* _Texto para leitura_:
----

Tempo de tabus
O Governo inscreveu no Orçamento de Estado
deste ano a receita de 500 milhões de contos, provenientes de
novas privatizações.
Mas o Ministro das Finanças não esclareceu o País onde irá
buscar tão avultada verba. "Lá para Abril se vai
saber", terá prometido.
Assim nasceu o tabu
feia criatura -, que marcará este ano 2000, nascido de
núpcias entre o PS governante e o grande capital financeiro com
auspiciosa benção do partido de Paulo Portas.
O tabu vai ficar por aí, a espreitar em discursos de
ocasião, a insinuar-se nas entrelinhas, a assomar, distraído,
em artigos cinzentos que, de vez em quando, os ministros e
secretários de Estado mandam escrever e publicar, com a sua
assinatura, em jornais de grande tiragem. Em inocentes sondagens
de opinião, em estudos isentíssimos, em títulos de caixa alta
colocados, como por acaso, naquele dia e naquele lugar.
Olhando para o património público privatizável, debilitado por
vendas em cadeia que ajudaram as contas do Euro, encheram os
bolsos de alguns e semearam ilusões em muitos, pergunta-se: de
onde virão os 500 milhões de contos?
Será da TAP? Mas os suíços... Será da Petrogal? Mas os
italianos... Será da EDP? Mas há tantos investidores
decepcionados...

----

* _Conjunto de tarefas_:
1. No texto sobre o tabu das privatizações, que receita o Governo inscreveu no Orçamento de Estado como proveniente de novas privatizações?
2. Reproduza do texto sobre o tabu das privatizações tudo o que vai de "Mas o Ministro" até "e naquele lugar.".

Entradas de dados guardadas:
----

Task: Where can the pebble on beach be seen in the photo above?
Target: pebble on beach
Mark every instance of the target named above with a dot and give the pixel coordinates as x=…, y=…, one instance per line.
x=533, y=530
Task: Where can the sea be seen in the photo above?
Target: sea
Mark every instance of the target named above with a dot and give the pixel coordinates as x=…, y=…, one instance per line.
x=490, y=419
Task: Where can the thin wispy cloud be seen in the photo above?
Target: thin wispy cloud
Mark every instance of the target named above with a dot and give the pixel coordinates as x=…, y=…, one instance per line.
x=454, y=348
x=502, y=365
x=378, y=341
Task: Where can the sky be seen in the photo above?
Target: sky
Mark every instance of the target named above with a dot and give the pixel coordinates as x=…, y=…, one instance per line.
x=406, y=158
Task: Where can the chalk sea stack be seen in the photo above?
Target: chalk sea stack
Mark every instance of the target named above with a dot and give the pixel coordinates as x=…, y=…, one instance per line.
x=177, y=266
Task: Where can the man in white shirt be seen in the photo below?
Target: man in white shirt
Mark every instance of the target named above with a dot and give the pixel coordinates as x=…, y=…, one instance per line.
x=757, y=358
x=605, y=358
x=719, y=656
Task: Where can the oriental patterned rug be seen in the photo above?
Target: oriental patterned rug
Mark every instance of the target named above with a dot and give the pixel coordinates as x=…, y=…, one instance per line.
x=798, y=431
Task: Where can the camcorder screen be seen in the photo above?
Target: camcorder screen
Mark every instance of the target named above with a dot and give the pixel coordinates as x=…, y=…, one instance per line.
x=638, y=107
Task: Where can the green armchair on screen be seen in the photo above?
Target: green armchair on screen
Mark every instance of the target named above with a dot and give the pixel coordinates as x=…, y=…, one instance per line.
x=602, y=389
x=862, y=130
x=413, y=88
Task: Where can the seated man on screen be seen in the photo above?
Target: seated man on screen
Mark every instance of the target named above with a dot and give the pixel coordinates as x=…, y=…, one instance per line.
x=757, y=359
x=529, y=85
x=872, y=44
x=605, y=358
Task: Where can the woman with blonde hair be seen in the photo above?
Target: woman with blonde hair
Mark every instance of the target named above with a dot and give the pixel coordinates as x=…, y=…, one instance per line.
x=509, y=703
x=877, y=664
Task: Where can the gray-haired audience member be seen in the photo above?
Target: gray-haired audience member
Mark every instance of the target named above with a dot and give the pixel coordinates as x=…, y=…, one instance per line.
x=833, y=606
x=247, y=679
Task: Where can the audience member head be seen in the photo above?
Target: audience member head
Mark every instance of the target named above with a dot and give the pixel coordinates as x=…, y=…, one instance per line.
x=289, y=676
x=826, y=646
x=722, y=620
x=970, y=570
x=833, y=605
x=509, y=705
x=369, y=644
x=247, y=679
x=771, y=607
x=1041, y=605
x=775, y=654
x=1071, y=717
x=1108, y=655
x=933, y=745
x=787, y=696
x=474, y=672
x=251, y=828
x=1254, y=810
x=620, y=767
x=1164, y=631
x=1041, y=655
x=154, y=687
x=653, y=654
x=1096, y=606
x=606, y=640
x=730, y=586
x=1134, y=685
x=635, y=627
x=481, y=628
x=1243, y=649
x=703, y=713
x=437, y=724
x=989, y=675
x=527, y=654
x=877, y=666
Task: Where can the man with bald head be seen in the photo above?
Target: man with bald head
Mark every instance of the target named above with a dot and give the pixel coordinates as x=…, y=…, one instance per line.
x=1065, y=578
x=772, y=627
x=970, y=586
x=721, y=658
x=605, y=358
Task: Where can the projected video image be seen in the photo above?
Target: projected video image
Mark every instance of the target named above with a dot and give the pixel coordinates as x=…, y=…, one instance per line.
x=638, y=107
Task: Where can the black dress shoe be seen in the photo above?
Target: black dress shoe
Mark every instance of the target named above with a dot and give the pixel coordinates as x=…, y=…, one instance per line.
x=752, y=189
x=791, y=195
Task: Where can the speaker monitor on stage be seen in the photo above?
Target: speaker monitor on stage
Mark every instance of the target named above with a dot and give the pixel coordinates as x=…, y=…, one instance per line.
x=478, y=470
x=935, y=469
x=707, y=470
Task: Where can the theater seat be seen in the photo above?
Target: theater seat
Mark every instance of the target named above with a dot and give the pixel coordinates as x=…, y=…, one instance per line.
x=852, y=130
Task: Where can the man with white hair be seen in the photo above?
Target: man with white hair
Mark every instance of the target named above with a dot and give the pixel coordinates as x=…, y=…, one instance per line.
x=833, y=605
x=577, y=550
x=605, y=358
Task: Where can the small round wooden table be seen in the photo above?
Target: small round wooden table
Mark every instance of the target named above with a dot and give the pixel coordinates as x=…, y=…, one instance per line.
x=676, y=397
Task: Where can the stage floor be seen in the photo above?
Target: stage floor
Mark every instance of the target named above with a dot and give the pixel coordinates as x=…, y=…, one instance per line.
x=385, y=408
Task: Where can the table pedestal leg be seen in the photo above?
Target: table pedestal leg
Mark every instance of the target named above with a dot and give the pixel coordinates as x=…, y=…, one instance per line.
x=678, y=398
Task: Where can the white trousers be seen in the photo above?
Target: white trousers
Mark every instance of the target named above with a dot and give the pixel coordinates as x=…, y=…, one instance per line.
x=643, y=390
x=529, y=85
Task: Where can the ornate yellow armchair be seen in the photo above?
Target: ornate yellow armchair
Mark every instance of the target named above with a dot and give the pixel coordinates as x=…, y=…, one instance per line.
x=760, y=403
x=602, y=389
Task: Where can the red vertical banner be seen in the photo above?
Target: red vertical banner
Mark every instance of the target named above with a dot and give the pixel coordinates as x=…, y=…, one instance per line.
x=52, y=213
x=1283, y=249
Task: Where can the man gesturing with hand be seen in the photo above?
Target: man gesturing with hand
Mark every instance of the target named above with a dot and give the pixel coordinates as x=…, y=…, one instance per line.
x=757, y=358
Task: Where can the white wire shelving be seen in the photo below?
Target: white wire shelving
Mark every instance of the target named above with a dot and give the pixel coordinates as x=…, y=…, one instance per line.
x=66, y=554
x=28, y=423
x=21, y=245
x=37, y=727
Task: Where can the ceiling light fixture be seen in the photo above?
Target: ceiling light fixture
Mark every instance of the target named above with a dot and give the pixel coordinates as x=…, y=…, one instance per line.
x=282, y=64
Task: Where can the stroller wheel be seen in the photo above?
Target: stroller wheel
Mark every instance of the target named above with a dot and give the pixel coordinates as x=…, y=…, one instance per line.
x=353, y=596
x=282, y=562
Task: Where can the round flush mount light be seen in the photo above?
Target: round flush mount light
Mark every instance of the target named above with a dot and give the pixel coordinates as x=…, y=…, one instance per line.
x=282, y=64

----

* _Soluções_:
1. 500 milhões de contos.

2.
Mas o Ministro das Finanças não esclareceu o País onde irá
buscar tão avultada verba. "Lá para Abril se vai
saber", terá prometido.
Assim nasceu o tabu
feia criatura -, que marcará este ano 2000, nascido de
núpcias entre o PS governante e o grande capital financeiro com
auspiciosa benção do partido de Paulo Portas.
O tabu vai ficar por aí, a espreitar em discursos de
ocasião, a insinuar-se nas entrelinhas, a assomar, distraído,
em artigos cinzentos que, de vez em quando, os ministros e
secretários de Estado mandam escrever e publicar, com a sua
assinatura, em jornais de grande tiragem. Em inocentes sondagens
de opinião, em estudos isentíssimos, em títulos de caixa alta
colocados, como por acaso, naquele dia e naquele lugar.